WORK REQUIRED
Please pick out every line in the items below that contains the word "rocking", and copy each one.

MATERIAL SUPPLIED
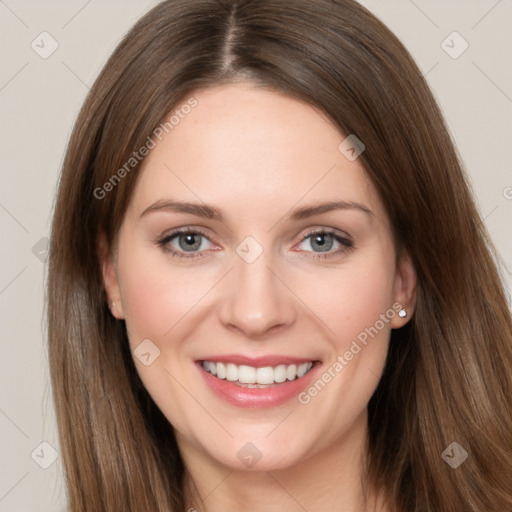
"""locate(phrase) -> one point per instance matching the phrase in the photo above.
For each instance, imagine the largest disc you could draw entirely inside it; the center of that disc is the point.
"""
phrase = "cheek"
(155, 299)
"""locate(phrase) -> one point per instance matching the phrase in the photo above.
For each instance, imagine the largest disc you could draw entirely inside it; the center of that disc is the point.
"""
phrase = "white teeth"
(254, 376)
(231, 372)
(291, 372)
(246, 374)
(280, 373)
(221, 370)
(302, 369)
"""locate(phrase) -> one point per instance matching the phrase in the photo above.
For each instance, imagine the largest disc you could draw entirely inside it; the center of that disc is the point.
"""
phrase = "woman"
(269, 286)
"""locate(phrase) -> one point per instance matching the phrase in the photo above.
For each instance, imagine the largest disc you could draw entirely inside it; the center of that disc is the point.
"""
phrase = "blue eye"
(182, 242)
(322, 242)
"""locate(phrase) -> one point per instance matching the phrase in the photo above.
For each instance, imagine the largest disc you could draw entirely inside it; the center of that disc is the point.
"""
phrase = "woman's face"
(255, 245)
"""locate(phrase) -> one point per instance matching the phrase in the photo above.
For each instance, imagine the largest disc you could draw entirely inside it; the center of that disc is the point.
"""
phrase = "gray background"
(39, 100)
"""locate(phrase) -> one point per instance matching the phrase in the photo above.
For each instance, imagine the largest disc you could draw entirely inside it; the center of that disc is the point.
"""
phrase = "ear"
(109, 274)
(404, 289)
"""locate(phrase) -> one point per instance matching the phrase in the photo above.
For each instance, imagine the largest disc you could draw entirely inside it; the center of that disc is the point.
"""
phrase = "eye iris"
(189, 241)
(322, 242)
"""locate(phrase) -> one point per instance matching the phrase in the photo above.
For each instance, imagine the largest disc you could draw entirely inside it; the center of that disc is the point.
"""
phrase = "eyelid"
(341, 237)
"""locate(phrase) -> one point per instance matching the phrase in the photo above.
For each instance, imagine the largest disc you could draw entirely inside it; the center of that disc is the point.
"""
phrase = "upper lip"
(257, 361)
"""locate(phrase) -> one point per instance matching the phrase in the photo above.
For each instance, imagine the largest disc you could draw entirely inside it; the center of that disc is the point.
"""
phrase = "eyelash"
(164, 241)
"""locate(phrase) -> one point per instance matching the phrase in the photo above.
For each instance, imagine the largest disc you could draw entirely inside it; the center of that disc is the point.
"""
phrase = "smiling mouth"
(251, 377)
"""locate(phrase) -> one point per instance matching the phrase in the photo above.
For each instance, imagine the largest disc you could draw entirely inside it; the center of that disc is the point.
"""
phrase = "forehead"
(241, 145)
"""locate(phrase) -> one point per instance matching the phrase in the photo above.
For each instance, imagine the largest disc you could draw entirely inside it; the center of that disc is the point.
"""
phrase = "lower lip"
(257, 398)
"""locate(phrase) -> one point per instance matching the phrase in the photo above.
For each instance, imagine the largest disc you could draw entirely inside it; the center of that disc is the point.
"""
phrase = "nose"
(257, 301)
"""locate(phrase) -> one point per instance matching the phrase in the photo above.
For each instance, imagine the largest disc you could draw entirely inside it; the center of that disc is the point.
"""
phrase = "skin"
(257, 155)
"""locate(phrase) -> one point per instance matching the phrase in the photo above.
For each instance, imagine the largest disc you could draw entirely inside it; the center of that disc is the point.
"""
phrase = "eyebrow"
(211, 212)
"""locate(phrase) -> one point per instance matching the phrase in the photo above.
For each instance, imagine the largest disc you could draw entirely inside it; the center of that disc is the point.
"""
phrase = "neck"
(328, 480)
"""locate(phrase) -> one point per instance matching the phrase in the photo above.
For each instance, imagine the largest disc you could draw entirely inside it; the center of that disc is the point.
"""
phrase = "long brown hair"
(447, 377)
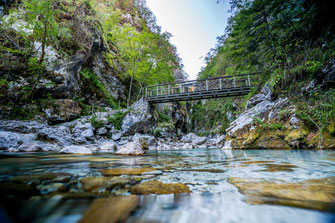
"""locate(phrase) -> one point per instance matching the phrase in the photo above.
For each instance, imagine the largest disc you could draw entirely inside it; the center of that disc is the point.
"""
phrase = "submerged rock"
(318, 194)
(76, 150)
(157, 187)
(93, 184)
(30, 147)
(131, 148)
(125, 171)
(139, 119)
(108, 146)
(109, 210)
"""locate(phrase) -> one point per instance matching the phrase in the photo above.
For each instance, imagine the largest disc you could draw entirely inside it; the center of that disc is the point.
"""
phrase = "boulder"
(76, 150)
(11, 139)
(62, 110)
(150, 140)
(30, 147)
(157, 187)
(93, 184)
(139, 118)
(131, 148)
(108, 146)
(116, 134)
(193, 139)
(318, 194)
(102, 131)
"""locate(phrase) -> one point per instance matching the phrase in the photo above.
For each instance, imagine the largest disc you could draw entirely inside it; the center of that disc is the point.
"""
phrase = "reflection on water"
(30, 193)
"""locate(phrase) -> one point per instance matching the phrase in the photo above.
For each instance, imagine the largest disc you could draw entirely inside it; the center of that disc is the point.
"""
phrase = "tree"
(41, 17)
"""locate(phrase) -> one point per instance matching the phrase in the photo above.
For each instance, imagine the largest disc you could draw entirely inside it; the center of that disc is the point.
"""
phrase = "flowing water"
(204, 171)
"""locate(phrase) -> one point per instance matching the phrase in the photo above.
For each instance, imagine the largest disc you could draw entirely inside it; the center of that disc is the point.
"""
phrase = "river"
(214, 177)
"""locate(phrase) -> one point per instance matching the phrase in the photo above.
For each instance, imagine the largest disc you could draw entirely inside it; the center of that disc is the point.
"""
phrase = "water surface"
(205, 171)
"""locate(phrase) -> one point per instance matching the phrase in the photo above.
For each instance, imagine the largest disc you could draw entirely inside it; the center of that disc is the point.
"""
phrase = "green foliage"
(162, 117)
(116, 120)
(94, 85)
(212, 114)
(96, 123)
(317, 111)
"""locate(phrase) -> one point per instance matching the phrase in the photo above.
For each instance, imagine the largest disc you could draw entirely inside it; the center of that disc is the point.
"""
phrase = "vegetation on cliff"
(291, 44)
(96, 52)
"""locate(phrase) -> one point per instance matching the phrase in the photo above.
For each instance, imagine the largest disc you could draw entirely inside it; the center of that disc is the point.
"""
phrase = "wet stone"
(157, 187)
(318, 194)
(125, 171)
(109, 210)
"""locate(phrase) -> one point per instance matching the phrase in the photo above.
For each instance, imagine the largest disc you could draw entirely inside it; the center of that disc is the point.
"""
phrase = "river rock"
(116, 134)
(112, 209)
(150, 140)
(102, 131)
(93, 184)
(125, 171)
(108, 146)
(139, 118)
(193, 139)
(316, 194)
(76, 150)
(30, 147)
(62, 110)
(11, 139)
(131, 148)
(157, 187)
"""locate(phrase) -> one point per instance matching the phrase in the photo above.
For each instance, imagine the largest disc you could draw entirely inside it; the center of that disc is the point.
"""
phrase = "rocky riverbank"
(130, 134)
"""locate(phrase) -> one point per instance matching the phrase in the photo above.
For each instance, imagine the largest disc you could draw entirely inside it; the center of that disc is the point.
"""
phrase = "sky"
(194, 25)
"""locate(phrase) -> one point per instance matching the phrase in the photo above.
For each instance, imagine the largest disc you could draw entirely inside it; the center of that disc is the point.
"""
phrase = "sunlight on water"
(205, 172)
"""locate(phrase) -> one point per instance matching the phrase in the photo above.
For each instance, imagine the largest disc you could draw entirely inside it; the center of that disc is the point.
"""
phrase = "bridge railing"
(202, 85)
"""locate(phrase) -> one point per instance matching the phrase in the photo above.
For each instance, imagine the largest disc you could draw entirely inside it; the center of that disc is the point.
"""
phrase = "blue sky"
(194, 24)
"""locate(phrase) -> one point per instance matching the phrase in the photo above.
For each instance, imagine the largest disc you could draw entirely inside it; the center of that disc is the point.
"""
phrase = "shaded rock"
(11, 139)
(63, 110)
(150, 140)
(194, 139)
(131, 148)
(43, 176)
(109, 210)
(93, 184)
(125, 171)
(108, 146)
(76, 150)
(116, 135)
(318, 194)
(139, 119)
(17, 189)
(102, 131)
(30, 147)
(157, 187)
(88, 134)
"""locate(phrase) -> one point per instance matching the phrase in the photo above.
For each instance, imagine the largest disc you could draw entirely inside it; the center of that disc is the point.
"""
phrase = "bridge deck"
(218, 87)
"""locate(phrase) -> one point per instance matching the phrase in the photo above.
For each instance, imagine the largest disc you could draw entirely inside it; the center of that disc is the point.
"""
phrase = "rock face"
(266, 124)
(76, 150)
(157, 187)
(62, 110)
(112, 209)
(316, 194)
(194, 139)
(139, 119)
(131, 148)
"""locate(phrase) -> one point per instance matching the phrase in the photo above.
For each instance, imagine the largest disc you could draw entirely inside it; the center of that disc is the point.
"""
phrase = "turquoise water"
(205, 171)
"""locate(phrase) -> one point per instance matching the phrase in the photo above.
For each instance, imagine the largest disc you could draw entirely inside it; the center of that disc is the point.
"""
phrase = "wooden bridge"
(216, 87)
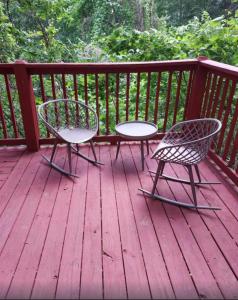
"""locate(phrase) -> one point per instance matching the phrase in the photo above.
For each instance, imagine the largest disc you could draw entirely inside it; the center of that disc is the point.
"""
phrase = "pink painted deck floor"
(98, 237)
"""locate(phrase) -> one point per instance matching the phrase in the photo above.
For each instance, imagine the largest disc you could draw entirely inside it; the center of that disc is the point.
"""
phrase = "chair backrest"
(188, 141)
(64, 113)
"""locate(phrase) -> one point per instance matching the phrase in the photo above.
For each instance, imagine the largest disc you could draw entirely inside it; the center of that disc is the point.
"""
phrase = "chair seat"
(181, 154)
(76, 135)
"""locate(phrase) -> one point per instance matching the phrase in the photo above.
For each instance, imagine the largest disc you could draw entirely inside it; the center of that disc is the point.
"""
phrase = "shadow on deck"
(99, 237)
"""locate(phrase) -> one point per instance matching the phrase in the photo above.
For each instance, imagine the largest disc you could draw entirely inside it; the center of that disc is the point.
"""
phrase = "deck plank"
(113, 269)
(215, 234)
(68, 286)
(156, 270)
(12, 249)
(24, 277)
(48, 269)
(135, 272)
(200, 272)
(181, 280)
(92, 272)
(99, 237)
(8, 218)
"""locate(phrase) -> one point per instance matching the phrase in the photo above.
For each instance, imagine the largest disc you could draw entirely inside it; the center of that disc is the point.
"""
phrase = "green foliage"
(214, 38)
(7, 38)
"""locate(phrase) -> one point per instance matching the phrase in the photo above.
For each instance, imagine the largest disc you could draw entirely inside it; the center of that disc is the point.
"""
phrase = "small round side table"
(138, 131)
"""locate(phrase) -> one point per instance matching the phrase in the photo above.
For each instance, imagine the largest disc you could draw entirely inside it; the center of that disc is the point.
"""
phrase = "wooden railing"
(162, 92)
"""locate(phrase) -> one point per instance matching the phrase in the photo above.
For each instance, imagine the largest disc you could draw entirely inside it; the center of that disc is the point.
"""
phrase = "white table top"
(137, 130)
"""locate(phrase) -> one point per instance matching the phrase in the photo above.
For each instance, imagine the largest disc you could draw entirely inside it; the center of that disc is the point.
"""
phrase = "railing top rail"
(219, 67)
(7, 68)
(111, 67)
(105, 67)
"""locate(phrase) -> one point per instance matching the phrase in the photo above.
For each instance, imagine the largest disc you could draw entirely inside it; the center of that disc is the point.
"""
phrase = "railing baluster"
(9, 96)
(107, 104)
(157, 98)
(127, 94)
(4, 127)
(97, 102)
(211, 96)
(177, 97)
(167, 101)
(227, 112)
(228, 141)
(206, 94)
(86, 89)
(44, 100)
(234, 152)
(117, 97)
(76, 96)
(188, 94)
(137, 96)
(54, 97)
(147, 96)
(65, 97)
(28, 106)
(223, 99)
(216, 98)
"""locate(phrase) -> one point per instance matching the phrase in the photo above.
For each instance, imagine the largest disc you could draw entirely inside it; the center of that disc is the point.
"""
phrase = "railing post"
(27, 104)
(194, 105)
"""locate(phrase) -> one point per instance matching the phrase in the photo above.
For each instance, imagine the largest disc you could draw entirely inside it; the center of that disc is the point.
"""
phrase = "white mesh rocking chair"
(71, 122)
(186, 143)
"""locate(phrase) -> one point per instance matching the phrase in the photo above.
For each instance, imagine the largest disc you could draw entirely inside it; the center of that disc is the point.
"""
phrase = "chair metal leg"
(69, 158)
(190, 172)
(118, 148)
(147, 145)
(58, 168)
(142, 154)
(94, 153)
(53, 150)
(155, 196)
(86, 157)
(158, 172)
(198, 173)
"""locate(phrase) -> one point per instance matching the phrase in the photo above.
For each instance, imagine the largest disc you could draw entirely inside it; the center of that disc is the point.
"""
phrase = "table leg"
(118, 147)
(142, 154)
(147, 145)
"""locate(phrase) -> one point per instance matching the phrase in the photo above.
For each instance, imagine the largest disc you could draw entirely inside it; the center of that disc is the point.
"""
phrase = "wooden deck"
(99, 237)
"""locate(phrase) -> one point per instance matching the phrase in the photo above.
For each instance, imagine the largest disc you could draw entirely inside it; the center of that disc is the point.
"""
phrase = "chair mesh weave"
(188, 142)
(67, 114)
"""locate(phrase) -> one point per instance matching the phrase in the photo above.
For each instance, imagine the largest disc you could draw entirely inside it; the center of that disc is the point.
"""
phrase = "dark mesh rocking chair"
(71, 122)
(186, 143)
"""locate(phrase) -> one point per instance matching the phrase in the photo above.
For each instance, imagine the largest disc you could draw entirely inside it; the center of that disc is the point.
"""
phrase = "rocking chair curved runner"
(186, 143)
(71, 122)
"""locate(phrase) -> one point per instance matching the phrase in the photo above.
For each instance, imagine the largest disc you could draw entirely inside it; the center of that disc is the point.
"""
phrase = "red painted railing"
(162, 92)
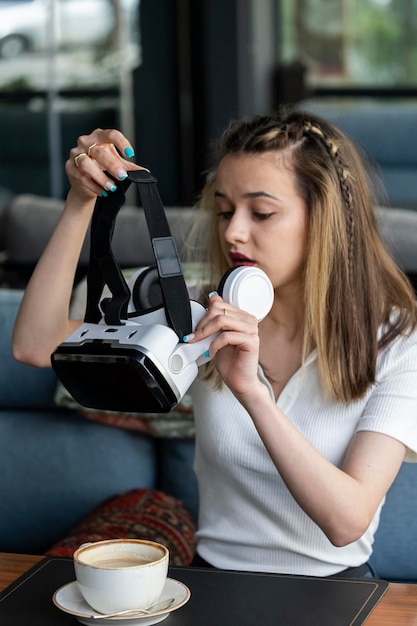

OUTPUT OF THE TASK
phrase = "white mesh rocking chair"
phrase = "dark mesh rocking chair"
phrase = "rocking chair curved runner"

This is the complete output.